*WHAT THIS TASK INVOLVES*: In the records below, find each line with the word "window" and copy it.

*LISTED ENTRIES*:
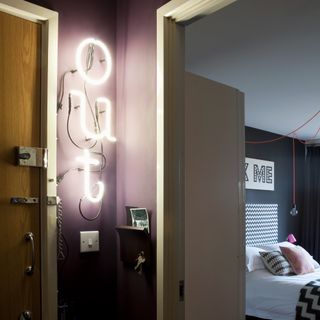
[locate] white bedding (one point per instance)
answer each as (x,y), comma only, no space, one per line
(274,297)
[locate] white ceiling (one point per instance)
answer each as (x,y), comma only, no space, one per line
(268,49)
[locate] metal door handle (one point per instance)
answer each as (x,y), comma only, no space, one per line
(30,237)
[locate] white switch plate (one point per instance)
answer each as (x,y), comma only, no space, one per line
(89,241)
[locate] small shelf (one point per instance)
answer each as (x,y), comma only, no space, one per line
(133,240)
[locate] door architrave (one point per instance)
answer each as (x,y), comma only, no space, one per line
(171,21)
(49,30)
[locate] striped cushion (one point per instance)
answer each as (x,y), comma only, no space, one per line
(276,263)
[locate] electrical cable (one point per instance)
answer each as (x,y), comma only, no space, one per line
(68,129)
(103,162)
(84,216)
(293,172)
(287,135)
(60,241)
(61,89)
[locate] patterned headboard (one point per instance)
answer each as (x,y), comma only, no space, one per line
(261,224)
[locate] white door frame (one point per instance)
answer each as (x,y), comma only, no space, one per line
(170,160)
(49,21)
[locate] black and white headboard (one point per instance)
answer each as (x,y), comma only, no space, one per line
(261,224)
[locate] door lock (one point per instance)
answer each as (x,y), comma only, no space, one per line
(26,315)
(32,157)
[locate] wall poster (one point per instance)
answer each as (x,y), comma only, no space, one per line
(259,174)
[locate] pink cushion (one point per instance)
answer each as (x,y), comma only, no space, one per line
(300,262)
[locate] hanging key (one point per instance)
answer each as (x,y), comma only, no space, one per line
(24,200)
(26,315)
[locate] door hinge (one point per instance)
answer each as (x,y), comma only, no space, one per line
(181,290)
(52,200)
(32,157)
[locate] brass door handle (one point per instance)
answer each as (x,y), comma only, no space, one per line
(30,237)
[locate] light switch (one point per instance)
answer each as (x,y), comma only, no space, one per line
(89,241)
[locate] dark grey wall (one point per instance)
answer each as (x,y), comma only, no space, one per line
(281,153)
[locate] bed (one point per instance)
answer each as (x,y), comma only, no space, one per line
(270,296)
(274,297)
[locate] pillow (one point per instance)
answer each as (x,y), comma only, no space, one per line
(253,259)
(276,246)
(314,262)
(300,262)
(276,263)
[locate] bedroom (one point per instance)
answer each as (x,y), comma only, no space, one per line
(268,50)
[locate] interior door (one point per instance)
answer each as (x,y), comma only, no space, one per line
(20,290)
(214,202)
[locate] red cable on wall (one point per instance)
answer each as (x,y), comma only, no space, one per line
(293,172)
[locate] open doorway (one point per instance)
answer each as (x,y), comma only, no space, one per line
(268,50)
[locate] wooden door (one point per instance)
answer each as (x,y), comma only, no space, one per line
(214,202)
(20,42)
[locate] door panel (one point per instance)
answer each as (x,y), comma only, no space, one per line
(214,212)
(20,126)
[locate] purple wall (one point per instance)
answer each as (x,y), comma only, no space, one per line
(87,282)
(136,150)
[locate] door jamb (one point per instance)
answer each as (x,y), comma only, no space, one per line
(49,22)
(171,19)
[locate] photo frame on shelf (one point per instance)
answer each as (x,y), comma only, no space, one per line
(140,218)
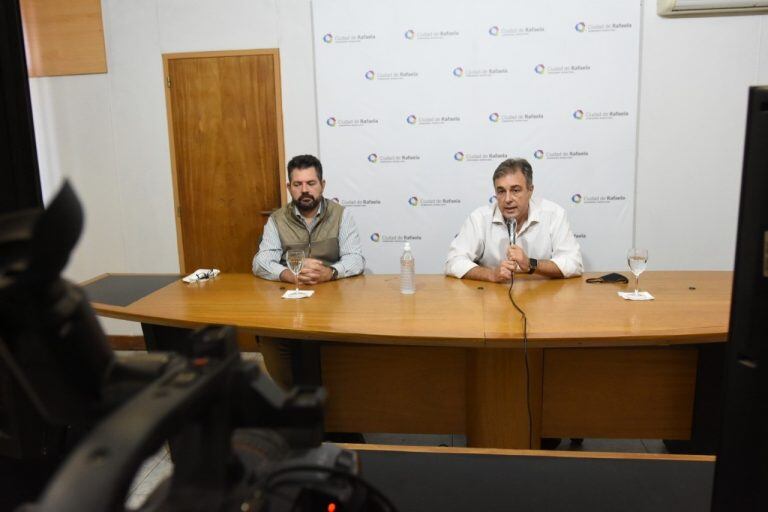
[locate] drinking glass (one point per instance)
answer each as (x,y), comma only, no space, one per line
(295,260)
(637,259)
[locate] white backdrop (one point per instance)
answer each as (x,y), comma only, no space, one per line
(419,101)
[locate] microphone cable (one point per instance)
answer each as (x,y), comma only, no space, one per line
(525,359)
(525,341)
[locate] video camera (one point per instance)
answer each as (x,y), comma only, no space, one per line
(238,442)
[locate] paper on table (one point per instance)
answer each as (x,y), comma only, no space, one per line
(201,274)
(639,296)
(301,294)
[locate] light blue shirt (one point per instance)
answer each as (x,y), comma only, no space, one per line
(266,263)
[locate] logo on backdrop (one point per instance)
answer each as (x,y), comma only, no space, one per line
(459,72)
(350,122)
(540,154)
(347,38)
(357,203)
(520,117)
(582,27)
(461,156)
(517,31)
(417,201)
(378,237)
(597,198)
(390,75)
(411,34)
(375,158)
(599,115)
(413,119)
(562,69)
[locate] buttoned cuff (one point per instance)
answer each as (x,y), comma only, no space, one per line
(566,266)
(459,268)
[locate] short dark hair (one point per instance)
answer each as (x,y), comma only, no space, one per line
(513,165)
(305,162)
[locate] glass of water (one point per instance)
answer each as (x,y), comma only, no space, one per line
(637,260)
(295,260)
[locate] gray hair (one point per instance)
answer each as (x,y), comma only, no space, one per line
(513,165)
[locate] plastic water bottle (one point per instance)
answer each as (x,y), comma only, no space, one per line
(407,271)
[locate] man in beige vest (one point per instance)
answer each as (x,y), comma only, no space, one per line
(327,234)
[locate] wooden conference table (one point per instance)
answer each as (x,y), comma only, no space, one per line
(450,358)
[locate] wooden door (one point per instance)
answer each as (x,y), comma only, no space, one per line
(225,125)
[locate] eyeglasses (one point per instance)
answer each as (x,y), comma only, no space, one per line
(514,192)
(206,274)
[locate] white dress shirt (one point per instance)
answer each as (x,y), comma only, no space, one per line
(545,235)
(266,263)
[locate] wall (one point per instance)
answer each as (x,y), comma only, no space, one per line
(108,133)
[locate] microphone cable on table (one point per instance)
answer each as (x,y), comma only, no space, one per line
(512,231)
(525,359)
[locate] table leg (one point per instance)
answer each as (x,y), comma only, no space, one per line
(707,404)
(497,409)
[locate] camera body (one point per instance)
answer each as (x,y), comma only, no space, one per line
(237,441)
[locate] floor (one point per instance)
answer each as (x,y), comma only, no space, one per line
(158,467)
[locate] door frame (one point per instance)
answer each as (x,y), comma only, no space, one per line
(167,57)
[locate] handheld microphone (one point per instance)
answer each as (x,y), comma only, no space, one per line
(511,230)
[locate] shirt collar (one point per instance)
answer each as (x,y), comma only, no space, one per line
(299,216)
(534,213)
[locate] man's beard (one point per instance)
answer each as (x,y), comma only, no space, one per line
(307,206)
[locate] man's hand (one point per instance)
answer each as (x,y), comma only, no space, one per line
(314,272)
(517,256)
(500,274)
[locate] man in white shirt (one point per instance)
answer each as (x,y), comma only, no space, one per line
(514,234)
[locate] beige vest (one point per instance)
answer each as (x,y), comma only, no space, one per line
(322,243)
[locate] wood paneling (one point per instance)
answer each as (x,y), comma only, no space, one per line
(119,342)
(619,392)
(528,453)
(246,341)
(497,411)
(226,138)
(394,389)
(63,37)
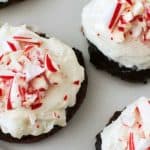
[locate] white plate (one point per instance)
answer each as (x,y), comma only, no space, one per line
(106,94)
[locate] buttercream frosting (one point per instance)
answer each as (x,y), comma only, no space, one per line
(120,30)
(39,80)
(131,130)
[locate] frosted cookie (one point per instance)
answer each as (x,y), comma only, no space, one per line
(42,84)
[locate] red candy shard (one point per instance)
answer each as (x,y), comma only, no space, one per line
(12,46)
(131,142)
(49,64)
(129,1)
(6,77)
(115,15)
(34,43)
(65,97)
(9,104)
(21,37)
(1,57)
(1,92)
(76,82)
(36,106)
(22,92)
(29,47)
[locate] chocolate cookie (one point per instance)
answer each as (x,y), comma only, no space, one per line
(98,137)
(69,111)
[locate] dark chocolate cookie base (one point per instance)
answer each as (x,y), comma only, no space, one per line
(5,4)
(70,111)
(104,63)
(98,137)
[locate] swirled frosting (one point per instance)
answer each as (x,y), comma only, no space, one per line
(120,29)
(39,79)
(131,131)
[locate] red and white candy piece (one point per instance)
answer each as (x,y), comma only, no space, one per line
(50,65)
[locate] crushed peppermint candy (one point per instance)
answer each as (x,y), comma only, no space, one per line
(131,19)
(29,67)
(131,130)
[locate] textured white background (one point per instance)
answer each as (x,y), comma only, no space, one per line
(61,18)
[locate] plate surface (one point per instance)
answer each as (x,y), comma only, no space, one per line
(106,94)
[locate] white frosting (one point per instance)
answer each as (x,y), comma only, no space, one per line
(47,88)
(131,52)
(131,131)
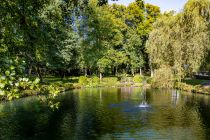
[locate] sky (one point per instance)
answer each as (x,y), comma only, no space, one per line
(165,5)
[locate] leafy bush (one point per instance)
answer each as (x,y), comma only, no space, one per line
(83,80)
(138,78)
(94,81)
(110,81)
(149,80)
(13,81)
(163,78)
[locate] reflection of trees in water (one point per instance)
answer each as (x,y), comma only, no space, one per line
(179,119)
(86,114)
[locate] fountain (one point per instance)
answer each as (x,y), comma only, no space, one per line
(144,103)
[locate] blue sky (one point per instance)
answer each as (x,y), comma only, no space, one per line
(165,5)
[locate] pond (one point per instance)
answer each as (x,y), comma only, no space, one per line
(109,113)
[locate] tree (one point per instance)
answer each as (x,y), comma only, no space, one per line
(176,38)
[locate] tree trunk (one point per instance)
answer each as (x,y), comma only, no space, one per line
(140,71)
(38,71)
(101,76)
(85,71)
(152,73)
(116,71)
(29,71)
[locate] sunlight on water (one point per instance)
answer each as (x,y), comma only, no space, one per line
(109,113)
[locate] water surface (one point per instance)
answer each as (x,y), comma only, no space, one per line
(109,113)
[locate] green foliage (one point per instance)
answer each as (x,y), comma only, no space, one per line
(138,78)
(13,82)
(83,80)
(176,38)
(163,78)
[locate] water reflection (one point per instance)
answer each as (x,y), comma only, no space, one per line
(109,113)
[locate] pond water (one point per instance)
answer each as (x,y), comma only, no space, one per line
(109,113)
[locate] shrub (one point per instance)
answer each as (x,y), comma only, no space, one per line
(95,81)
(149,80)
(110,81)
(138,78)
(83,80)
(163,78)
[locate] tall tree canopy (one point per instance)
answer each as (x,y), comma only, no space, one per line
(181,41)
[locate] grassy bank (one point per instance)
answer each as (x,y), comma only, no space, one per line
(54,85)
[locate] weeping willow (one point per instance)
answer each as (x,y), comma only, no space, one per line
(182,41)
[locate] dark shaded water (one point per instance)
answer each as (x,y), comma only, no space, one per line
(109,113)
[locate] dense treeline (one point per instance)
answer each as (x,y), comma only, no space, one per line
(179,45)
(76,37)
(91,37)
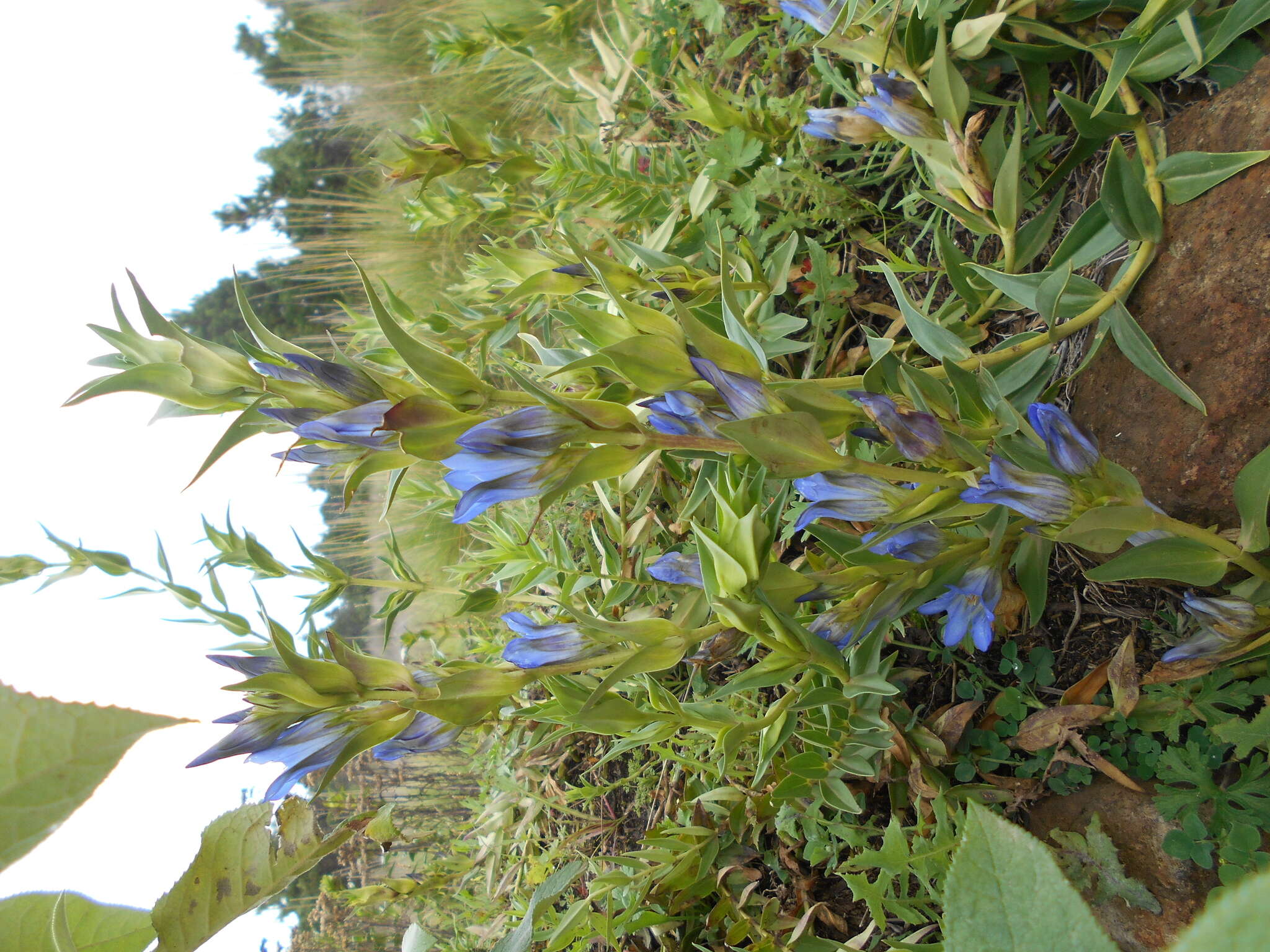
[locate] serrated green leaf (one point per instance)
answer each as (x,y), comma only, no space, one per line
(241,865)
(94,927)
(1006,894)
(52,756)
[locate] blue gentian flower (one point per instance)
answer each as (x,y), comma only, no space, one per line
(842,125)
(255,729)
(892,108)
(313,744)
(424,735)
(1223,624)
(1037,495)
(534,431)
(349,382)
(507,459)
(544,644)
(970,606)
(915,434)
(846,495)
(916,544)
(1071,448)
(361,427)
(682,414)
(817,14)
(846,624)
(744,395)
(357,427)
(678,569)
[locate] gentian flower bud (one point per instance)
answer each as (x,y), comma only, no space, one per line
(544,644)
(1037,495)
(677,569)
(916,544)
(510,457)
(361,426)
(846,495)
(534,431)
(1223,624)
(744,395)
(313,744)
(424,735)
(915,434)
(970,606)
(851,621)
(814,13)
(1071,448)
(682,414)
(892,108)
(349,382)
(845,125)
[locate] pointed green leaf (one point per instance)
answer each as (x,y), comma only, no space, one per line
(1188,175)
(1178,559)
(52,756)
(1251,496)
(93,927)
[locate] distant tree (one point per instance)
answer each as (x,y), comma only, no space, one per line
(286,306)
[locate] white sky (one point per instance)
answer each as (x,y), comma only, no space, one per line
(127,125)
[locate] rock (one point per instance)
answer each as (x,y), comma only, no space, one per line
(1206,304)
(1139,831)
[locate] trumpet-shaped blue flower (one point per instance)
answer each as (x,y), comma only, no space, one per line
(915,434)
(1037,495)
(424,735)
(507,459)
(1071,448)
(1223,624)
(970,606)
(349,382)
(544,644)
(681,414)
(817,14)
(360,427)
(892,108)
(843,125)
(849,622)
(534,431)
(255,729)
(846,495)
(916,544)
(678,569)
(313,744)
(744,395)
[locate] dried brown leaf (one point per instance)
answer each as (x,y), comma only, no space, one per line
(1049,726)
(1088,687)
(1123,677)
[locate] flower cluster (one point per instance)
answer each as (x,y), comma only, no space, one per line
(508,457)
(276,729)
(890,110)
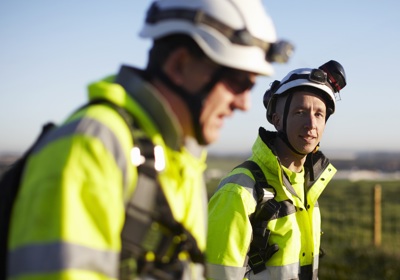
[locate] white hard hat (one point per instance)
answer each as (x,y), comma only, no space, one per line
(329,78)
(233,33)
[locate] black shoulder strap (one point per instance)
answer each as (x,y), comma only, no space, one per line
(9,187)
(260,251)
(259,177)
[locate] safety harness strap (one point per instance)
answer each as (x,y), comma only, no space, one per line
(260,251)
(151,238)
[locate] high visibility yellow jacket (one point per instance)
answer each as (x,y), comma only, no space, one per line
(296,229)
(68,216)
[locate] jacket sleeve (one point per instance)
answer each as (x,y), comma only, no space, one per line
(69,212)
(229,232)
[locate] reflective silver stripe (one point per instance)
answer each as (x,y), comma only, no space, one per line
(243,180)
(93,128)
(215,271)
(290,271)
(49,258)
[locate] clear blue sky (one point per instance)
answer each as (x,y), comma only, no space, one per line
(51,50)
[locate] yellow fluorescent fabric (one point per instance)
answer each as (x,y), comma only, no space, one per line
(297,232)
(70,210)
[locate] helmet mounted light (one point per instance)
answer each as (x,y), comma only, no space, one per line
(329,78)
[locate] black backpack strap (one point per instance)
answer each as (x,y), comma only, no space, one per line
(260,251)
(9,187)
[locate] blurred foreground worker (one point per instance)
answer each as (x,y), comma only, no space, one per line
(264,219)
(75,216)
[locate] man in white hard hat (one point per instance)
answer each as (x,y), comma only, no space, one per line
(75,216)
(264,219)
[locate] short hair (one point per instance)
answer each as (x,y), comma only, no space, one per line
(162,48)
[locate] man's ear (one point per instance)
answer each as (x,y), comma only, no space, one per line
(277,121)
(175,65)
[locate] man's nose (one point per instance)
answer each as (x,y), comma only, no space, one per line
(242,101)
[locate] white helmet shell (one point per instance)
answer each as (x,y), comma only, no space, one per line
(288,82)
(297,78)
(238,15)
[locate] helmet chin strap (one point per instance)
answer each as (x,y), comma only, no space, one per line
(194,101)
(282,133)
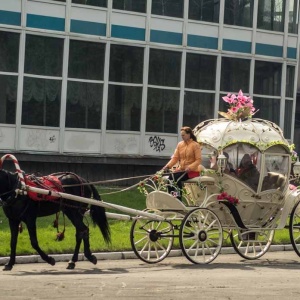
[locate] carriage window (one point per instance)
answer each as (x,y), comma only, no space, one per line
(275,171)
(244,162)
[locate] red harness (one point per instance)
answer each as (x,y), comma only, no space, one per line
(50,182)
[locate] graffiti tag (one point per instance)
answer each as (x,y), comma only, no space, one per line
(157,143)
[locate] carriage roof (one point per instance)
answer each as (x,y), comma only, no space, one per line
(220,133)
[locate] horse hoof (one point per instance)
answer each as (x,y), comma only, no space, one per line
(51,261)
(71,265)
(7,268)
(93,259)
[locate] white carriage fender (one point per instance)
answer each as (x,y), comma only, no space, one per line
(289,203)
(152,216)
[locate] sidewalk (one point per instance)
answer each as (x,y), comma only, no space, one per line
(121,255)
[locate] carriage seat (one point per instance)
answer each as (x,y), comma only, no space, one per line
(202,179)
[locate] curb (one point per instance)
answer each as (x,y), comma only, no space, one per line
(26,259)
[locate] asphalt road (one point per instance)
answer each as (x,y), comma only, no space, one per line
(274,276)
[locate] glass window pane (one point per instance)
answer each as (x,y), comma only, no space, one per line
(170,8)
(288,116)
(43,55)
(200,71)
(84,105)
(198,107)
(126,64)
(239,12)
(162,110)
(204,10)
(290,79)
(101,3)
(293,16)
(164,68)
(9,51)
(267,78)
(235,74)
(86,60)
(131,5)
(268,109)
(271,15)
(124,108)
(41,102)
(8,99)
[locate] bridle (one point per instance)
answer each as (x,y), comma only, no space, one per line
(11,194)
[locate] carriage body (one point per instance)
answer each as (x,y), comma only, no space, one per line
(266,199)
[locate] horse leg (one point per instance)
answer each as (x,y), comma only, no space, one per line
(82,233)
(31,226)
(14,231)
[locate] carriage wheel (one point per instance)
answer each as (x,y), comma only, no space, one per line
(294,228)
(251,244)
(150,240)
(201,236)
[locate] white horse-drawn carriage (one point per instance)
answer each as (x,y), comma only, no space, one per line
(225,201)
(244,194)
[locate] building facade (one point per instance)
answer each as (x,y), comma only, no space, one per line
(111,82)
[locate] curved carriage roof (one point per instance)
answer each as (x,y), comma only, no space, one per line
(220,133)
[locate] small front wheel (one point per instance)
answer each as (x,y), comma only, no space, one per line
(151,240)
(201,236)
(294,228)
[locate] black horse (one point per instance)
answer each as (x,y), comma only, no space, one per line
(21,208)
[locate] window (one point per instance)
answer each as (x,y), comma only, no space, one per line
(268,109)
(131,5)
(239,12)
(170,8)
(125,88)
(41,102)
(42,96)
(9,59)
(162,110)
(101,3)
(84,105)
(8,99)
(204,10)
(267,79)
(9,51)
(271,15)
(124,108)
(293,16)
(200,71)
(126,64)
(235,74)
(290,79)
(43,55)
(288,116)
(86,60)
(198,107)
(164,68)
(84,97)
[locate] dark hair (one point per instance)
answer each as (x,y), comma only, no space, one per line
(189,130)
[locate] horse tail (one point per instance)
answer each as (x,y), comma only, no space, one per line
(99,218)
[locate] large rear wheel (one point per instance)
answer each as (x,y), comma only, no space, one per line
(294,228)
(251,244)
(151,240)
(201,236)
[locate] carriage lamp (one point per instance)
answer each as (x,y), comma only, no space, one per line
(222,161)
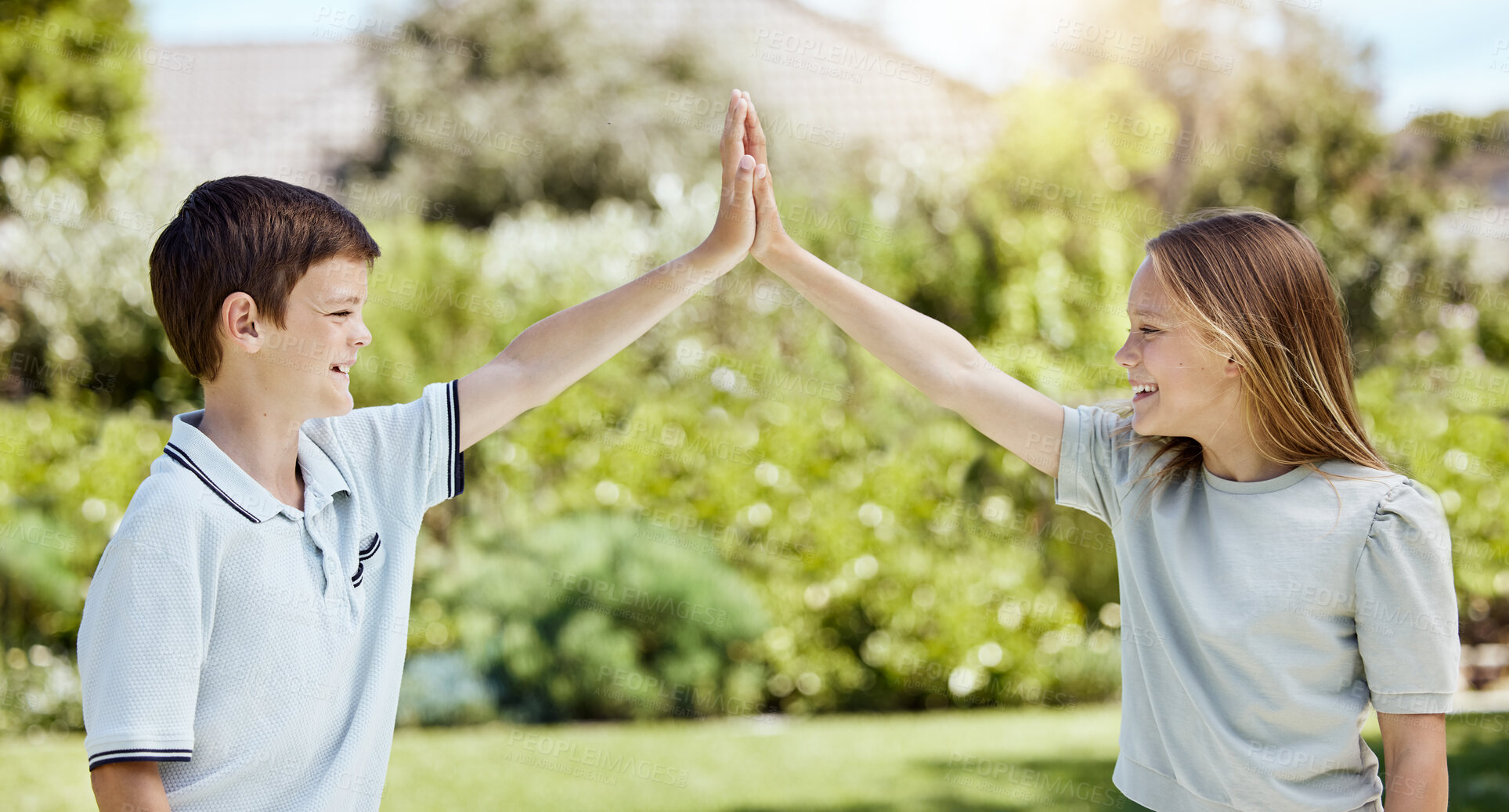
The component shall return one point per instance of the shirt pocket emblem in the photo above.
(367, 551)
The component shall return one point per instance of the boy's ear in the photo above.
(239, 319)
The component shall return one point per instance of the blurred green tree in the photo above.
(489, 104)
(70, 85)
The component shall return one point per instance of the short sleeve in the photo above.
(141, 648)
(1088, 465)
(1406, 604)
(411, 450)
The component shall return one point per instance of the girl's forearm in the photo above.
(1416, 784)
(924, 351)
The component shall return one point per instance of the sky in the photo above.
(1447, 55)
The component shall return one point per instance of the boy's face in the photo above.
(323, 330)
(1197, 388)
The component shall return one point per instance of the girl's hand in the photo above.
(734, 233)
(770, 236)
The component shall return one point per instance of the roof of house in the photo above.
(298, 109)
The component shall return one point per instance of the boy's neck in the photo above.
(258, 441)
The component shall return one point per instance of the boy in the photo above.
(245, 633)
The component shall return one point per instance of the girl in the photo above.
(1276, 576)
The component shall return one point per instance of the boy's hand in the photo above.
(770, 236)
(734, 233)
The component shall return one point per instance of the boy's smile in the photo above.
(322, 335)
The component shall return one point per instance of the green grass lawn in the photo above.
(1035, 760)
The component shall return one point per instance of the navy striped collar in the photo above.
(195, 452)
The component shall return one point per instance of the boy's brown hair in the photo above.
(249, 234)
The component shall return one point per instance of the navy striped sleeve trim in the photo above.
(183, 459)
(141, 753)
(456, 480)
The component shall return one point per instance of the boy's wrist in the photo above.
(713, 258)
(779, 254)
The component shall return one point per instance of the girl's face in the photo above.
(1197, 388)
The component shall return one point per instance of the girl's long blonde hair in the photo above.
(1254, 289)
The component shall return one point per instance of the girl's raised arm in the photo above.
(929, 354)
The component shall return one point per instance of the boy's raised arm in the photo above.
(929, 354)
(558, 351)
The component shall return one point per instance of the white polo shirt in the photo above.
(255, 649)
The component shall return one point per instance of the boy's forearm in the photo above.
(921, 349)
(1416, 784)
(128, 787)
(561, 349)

*SOLUTION BELOW*:
[locate] carriage window (one point per instance)
[locate] glass window pane (one point per instance)
[locate] window (one point per instance)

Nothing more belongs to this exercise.